** Task to carry out **
Please quote the passage below about Hamelin's recordings word for word, starting with "C.P.E. Bach (1714-1788)" and going on through "since that release.".

[[ Page extract, beginning ]]

Another example of Hamelin’s unusually wide-ranging repertory are his two latest recordings on the prestigious Hyperion label that highlight two very different musical aesthetics. One two-disc set, released in January 2022, focuses on the sonatas and rondos by C.P.E. Bach, a composer who is hardly unknown but also doesn’t get a lot of attention outside the early-music realm. The other, which came out five months later, features the complete set of William Bolcolm’s Rags, 27 ragtime-inspired works written between 1967 and 2015. “I love both,” Hamelin said. “What can I say?”   

C.P.E. Bach (1714-1788) is the second surviving son of J.S. Bach and served as a bridge between the Baroque and Classical periods. Hamelin played one of the composer’s trios once and was aware of his symphonies, but was “thunderstruck” when he heard one of his solo piano works on the radio and set about exploring them. Hamelin is friends with Bolcom, who won the 1988 Pulitzer Prize for Music, and became “beguiled” with the Rags, starting in the 1970s. “Each and every one has its own merit and its own qualities,” Hamelin said. He thought it would be useful for listeners to have a recording that brought all the Rags together in one place. “It was a way to bring more awareness to that wonderful segment of the literature,” he said. While there is a such compilation on Albany Records, it is incomplete because Bolcom wrote several more of the pieces since that release.

[[ Page extract, end ]]
[[ Records provided, beginning ]]

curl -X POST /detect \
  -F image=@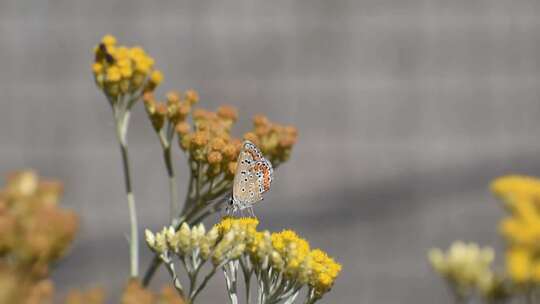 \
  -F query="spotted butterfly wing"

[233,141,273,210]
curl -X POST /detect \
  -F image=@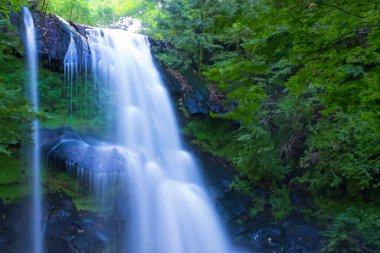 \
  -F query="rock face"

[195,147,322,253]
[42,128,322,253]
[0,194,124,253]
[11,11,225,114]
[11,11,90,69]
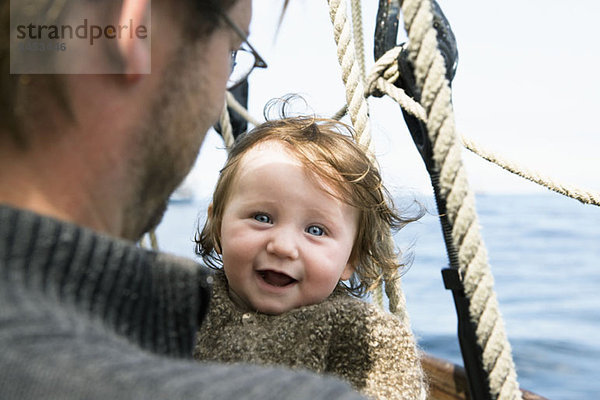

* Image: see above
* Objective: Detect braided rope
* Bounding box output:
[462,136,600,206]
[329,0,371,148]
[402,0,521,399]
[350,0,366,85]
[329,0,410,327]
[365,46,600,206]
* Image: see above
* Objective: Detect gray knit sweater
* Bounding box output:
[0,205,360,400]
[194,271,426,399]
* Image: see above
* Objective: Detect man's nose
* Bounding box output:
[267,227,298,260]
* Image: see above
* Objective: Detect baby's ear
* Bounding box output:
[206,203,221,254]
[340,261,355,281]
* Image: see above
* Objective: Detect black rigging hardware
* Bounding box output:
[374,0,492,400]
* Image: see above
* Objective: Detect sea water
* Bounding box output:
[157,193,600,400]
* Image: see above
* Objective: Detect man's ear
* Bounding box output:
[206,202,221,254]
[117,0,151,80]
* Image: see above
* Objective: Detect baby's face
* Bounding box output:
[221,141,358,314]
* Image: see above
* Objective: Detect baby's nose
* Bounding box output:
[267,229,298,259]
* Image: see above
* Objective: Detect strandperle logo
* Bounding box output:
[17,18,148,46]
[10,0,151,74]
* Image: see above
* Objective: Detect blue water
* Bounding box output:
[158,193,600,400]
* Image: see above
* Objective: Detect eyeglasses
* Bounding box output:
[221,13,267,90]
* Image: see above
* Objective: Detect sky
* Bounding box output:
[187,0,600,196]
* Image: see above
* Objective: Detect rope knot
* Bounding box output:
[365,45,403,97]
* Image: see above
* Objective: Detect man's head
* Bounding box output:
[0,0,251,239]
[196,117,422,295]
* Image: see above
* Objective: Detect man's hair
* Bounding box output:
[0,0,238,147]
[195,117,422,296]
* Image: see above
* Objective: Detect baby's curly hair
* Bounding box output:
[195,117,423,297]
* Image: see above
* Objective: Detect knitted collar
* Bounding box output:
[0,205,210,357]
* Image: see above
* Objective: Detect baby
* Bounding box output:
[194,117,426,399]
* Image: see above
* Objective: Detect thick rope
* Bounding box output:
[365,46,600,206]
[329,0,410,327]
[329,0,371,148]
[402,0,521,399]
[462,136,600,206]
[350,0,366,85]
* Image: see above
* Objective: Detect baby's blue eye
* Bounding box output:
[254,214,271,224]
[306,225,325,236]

[[ Records provided, end ]]
[[ Records provided, beginning ]]

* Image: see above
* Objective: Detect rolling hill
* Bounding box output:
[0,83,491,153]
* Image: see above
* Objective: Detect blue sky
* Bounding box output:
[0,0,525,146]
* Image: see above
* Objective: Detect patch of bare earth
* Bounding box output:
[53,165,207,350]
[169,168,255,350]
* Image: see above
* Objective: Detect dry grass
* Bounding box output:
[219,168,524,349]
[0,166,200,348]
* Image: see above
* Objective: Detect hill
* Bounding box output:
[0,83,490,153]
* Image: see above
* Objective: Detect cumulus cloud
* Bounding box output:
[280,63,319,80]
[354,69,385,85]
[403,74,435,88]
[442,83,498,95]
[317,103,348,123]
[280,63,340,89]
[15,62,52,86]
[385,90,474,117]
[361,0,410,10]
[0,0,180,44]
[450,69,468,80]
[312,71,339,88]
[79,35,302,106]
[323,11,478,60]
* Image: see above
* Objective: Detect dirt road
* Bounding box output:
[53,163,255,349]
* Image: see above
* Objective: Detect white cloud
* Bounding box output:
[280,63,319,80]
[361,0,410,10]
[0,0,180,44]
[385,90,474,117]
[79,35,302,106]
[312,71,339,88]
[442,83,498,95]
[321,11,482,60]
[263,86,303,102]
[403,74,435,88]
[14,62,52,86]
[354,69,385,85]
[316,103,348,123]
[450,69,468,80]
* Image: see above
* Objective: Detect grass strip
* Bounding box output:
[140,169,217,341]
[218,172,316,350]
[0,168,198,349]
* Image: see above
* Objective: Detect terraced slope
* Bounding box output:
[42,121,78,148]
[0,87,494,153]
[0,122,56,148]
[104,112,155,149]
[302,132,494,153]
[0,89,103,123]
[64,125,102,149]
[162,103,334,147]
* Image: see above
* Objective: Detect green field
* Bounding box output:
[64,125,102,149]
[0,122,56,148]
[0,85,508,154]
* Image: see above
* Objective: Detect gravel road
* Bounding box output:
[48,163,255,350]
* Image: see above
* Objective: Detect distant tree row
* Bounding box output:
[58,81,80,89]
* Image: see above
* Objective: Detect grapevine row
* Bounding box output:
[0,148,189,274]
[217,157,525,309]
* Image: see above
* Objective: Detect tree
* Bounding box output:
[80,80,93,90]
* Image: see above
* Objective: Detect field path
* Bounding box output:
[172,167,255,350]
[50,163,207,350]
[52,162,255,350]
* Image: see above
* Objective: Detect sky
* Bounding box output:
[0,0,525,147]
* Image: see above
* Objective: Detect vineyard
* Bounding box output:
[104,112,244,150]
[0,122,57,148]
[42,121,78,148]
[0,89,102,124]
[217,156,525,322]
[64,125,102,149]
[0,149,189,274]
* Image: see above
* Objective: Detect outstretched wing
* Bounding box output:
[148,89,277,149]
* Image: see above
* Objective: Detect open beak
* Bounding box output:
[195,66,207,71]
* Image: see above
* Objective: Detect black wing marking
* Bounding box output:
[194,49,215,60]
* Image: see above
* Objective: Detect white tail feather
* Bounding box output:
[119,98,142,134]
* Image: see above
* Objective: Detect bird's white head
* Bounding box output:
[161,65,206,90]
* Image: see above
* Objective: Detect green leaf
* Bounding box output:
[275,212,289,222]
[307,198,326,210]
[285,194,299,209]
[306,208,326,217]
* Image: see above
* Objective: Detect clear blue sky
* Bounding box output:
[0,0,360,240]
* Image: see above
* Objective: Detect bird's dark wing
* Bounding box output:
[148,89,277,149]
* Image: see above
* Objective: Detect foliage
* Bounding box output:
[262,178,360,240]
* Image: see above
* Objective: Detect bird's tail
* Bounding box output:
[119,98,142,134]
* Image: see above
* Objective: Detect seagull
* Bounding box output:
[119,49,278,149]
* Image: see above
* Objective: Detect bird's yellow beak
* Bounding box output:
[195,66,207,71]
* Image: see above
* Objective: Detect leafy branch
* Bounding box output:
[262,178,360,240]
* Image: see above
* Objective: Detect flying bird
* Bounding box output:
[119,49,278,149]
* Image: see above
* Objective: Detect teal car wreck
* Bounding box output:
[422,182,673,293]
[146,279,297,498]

[[ Records provided, end ]]

** Completed task **
C.P.E. Bach (1714-1788) is the second surviving son of J.S. Bach and served as a bridge between the Baroque and Classical periods. Hamelin played one of the composer’s trios once and was aware of his symphonies, but was “thunderstruck” when he heard one of his solo piano works on the radio and set about exploring them. Hamelin is friends with Bolcom, who won the 1988 Pulitzer Prize for Music, and became “beguiled” with the Rags, starting in the 1970s. “Each and every one has its own merit and its own qualities,” Hamelin said. He thought it would be useful for listeners to have a recording that brought all the Rags together in one place. “It was a way to bring more awareness to that wonderful segment of the literature,” he said. While there is a such compilation on Albany Records, it is incomplete because Bolcom wrote several more of the pieces since that release.